- **PROBLEM**
The answer must be the complete listing, reproduced exactly.

═══

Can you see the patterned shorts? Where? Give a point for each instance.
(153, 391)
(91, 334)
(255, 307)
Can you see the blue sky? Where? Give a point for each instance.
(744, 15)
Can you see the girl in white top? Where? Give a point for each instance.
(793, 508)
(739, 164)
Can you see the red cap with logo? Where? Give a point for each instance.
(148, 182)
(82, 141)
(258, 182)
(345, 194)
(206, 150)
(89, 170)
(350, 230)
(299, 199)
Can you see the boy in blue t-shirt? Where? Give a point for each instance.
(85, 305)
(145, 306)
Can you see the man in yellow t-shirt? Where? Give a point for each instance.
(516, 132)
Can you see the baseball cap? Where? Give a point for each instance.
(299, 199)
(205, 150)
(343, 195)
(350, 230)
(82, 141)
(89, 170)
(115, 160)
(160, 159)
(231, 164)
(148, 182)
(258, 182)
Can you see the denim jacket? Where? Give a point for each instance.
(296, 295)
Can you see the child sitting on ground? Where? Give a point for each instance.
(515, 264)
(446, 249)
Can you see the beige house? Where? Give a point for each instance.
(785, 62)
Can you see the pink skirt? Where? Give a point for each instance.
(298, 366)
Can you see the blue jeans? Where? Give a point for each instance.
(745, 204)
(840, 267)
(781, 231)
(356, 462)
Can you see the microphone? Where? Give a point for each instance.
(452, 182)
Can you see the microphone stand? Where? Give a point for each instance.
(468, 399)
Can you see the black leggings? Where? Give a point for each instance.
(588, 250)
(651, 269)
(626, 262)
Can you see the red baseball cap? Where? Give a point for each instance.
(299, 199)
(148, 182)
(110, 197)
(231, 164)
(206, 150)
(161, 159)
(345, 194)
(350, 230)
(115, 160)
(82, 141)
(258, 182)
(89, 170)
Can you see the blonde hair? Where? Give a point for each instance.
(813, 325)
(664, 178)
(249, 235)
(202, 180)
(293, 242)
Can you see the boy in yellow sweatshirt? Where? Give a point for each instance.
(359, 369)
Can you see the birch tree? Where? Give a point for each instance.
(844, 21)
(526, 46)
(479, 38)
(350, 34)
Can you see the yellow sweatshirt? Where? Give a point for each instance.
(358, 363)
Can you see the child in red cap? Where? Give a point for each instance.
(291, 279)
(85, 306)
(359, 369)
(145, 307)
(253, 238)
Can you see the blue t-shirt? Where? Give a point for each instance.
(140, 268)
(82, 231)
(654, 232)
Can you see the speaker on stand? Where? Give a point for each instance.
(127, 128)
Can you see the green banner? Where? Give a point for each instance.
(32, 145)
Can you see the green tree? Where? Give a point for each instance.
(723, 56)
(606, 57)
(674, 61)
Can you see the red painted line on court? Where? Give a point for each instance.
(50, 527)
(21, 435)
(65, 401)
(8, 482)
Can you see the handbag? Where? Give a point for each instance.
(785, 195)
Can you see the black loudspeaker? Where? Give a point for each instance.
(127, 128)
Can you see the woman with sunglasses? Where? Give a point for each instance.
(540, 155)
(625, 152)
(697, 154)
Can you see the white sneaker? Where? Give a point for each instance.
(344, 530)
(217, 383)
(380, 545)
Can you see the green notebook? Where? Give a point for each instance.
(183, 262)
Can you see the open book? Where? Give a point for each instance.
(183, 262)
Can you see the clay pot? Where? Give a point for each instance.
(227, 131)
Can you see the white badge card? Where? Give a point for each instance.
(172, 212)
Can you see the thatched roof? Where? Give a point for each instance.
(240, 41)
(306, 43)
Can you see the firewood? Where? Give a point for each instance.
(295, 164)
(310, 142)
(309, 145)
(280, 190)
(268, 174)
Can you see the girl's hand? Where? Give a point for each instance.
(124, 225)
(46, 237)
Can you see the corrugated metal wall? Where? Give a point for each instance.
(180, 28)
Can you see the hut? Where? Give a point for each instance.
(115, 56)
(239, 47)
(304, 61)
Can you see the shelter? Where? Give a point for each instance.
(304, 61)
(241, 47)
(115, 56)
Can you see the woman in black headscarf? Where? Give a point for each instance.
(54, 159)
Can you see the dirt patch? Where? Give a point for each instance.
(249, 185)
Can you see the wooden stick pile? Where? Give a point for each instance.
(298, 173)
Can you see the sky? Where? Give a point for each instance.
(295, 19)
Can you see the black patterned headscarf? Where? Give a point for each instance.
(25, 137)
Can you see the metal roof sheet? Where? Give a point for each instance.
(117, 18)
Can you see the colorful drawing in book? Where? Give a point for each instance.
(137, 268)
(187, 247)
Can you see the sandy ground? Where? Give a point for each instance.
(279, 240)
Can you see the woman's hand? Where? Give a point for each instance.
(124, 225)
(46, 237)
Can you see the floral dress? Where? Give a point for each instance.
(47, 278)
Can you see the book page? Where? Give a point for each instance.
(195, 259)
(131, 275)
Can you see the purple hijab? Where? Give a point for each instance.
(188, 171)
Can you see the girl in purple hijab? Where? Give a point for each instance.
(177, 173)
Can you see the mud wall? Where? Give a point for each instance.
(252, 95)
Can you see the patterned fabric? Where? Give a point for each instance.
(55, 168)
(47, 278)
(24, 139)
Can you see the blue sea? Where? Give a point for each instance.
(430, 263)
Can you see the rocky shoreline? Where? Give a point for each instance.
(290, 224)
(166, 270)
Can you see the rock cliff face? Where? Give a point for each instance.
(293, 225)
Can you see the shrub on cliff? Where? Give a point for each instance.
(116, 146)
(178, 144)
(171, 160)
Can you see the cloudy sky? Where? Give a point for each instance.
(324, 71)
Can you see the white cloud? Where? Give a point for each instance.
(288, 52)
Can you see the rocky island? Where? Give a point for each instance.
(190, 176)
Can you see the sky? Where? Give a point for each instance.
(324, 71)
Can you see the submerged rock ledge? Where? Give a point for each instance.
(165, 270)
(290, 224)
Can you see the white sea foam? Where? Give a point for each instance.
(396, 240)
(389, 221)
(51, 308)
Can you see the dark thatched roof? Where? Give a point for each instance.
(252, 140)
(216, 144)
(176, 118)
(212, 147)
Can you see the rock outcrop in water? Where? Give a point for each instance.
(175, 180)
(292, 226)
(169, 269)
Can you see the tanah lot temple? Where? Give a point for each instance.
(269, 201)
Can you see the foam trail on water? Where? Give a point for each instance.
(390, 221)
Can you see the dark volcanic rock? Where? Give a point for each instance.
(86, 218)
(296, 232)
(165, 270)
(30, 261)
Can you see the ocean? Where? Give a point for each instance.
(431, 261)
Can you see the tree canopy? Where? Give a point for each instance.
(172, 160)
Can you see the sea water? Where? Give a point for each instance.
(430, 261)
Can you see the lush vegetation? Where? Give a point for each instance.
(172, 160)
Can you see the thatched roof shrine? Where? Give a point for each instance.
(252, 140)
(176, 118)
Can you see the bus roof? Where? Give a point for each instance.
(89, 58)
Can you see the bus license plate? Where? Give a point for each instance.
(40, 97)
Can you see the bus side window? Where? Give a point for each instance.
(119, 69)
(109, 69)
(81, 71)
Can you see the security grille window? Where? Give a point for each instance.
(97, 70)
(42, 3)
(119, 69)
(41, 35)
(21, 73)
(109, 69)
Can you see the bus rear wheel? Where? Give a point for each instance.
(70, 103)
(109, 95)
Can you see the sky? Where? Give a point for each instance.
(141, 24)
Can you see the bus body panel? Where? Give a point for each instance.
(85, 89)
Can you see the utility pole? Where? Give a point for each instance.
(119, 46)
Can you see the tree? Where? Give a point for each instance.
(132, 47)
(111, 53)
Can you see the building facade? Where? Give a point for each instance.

═══

- **OUTPUT FOR THIS EXERCISE**
Can you see the patterned shorts? Where? Give a point for each instance.
(153, 391)
(91, 334)
(255, 307)
Can you see the blue sky? Where? Give a point for each instance.
(744, 15)
Can you see the girl in white top? Where? Give a point for each instance.
(793, 508)
(739, 164)
Can you see the red cap with logo? Where? Give a point for each instance.
(148, 182)
(82, 141)
(258, 182)
(345, 194)
(206, 150)
(89, 170)
(350, 230)
(299, 199)
Can you see the boy in blue t-shirt? Where? Give a point for each instance.
(85, 305)
(145, 306)
Can you see the man in yellow t-shirt? Where? Give a point for each instance.
(516, 132)
Can you see the baseball cap? Where? Give a point for each instance.
(299, 199)
(205, 150)
(343, 195)
(350, 230)
(82, 141)
(89, 170)
(115, 160)
(160, 159)
(231, 164)
(148, 182)
(258, 182)
Can you see the denim jacket? Where? Give a point for each instance.
(296, 295)
Can you see the child sitting on ground? Where? Give a point for each instance.
(515, 264)
(446, 249)
Can you see the beige house? Where? Give a point for each instance.
(785, 62)
Can you see the pink skirt? Where? Give a point for each instance.
(298, 366)
Can you see the blue jeans? Where? Give a point for each instance.
(745, 204)
(840, 267)
(781, 231)
(356, 462)
Can you see the microphone? Where? Give a point for each instance.
(452, 182)
Can you see the microphone stand? Where? Give a point for each instance.
(468, 399)
Can you see the black leggings? Where? Give a point for each instance.
(588, 250)
(651, 269)
(626, 262)
Can you see the red baseball cap? Where? Give a point for each instance.
(299, 199)
(148, 182)
(110, 197)
(231, 164)
(206, 150)
(161, 159)
(345, 194)
(350, 230)
(115, 160)
(82, 141)
(258, 182)
(89, 170)
Can you see the blonde hair? Where? Give a point for each instance.
(813, 325)
(664, 178)
(249, 235)
(202, 180)
(293, 242)
Can you see the boy in yellow sweatshirt? Where? Give a point for each instance.
(359, 369)
Can you see the birch tree? Where? Give a point for each instance.
(844, 21)
(526, 46)
(479, 38)
(350, 34)
Can you see the yellow sweatshirt? Where? Give a point for each instance.
(358, 363)
Can you see the child in red cap? Where? Give a point for each instance.
(291, 279)
(85, 306)
(359, 369)
(145, 307)
(253, 238)
Can you see the blue t-shirt? Where? Give a point for each instance.
(140, 268)
(82, 231)
(654, 232)
Can you see the speaker on stand? Where? Give a point for each instance.
(127, 128)
Can you see the green banner? Where? Give a point for each instance.
(32, 145)
Can you see the green tree? Where? Give a point for each instance.
(723, 56)
(606, 57)
(674, 61)
Can you see the red painted line on court? Where? Give a point for each instance.
(50, 527)
(21, 435)
(65, 401)
(8, 482)
Can you see the handbag? Where? Give a point for each instance.
(785, 195)
Can you see the black loudspeaker? Where? Give a point for each instance.
(127, 128)
Can you see the woman with sunglasses? Where? Give a point for each instance.
(540, 155)
(625, 152)
(697, 154)
Can you see the white sneaker? Where? Give a point for each instance.
(344, 530)
(217, 383)
(380, 545)
Can you see the green notebook? Where? Give a point for each instance.
(183, 262)
Can you see the open book? Where? Give a point for each instance.
(183, 262)
Can you see the clay pot? Where? Give a point for each instance.
(227, 131)
Can you see the white badge card? Where? Give a point for each instance.
(172, 212)
Can you see the thatched roof? Where? Give a point for each instance.
(240, 41)
(306, 43)
Can you see the firewood? Where? Give a point for each instance.
(295, 164)
(310, 142)
(309, 145)
(280, 190)
(268, 174)
Can you see the girl's hand? Where? Give a point for each instance.
(124, 225)
(46, 237)
Can you see the corrugated metal wall? Where? Give a point for each instance.
(180, 28)
Can you see the hut? Where? Give a point for each instance.
(115, 56)
(239, 47)
(304, 61)
Can you see the shelter? Where? Give a point for each instance.
(304, 61)
(241, 47)
(115, 56)
Can you see the woman in black headscarf? Where? Give a point for each instance.
(54, 159)
Can you see the dirt patch? Where? Give a point for each instance.
(249, 185)
Can you see the wooden stick pile? Where? Give a point for each instance.
(298, 173)
Can you see the sky? Where? Give a point for each instance.
(295, 19)
Can you see the black patterned headscarf? Where? Give a point for each instance.
(25, 137)
Can you see the metal roof sheet? Where? Give a point for each instance.
(117, 18)
Can you see the colorful drawing in book? Where? Give a point for each instance.
(137, 268)
(187, 247)
Can you see the sandy ground? Where? Give a point for each instance.
(279, 240)
Can you see the woman's hand? Where? Give a point for each instance.
(124, 225)
(46, 237)
Can you see the floral dress? Where? Give a point for each instance.
(47, 278)
Can you see the book page? Where? Give a point for each instance.
(195, 259)
(131, 275)
Can you see the purple hijab? Where? Give a point for each instance.
(188, 171)
Can you see the girl in purple hijab? Where? Give a point for each instance.
(177, 173)
Can you see the mud wall? Where? Give a point for each instance.
(252, 95)
Can you see the patterned fabric? Where? Give a point for each instance.
(55, 168)
(47, 278)
(24, 139)
Can you see the blue sea? Where? Give a point for each instance.
(430, 263)
Can you see the rocky shoreline? Where? Give a point for each instance.
(290, 224)
(166, 270)
Can you see the rock cliff face? Where? Give a point for each instance.
(293, 225)
Can you see the shrub on cliff? Where? Give a point for each instance.
(116, 146)
(178, 144)
(171, 160)
Can you see the cloudy sky? Where? Give a point for each instance.
(324, 71)
Can you see the white cloud? Where? Give a point for each instance.
(288, 52)
Can you see the rocky island? Where? Give a point for each instance.
(190, 176)
Can you see the sky? Where? Give a point for each instance.
(324, 71)
Can you see the submerged rock ledge? Where? Give a point for each instance.
(165, 270)
(290, 224)
Can you see the white sea foam? Where? Give a point for each instance.
(396, 240)
(389, 221)
(51, 308)
Can you see the dark thatched roof? Where? Give a point for each instance.
(252, 140)
(216, 144)
(176, 118)
(212, 147)
Can you see the rock outcrop in water? Where? Give a point for each instance.
(175, 180)
(292, 226)
(169, 269)
Can you see the tanah lot temple? Where? Give a point for each instance.
(269, 201)
Can you see the foam trail on water? Where? Give a point for each instance.
(390, 221)
Can you see the dark volcanic rock? Where? Give a point for each instance.
(86, 218)
(296, 232)
(165, 270)
(30, 261)
Can you see the ocean? Where? Give a point for each instance.
(431, 261)
Can you see the tree canopy? Where? Give a point for each instance.
(172, 160)
Can you see the sea water? Where? Give a point for each instance.
(430, 261)
Can you see the lush vegetation? Where? Give a point for each instance.
(172, 160)
Can you see the thatched roof shrine? Where? Give a point for each instance.
(252, 140)
(176, 118)
Can you see the bus roof? Where? Give a point for each instance.
(89, 58)
Can you see the bus license plate? Where? Give a point for each instance.
(40, 97)
Can you see the bus side window? Where? Give a point for each instance.
(119, 69)
(109, 69)
(81, 71)
Can you see the security grille window? Where? Give a point for each instance.
(97, 70)
(42, 3)
(119, 69)
(41, 35)
(21, 73)
(109, 69)
Can you see the bus rear wheel? Where? Give a point for each instance.
(70, 103)
(109, 95)
Can you see the sky? Where? Give a point for each instance.
(141, 24)
Can you see the bus body panel? Where? Give a point for each instance.
(85, 89)
Can you see the utility pole? Where? Give a point for each instance.
(119, 46)
Can you see the tree? Where? Give a point for each instance.
(132, 47)
(111, 53)
Can you see the building facade? Where? Give a point for each instance.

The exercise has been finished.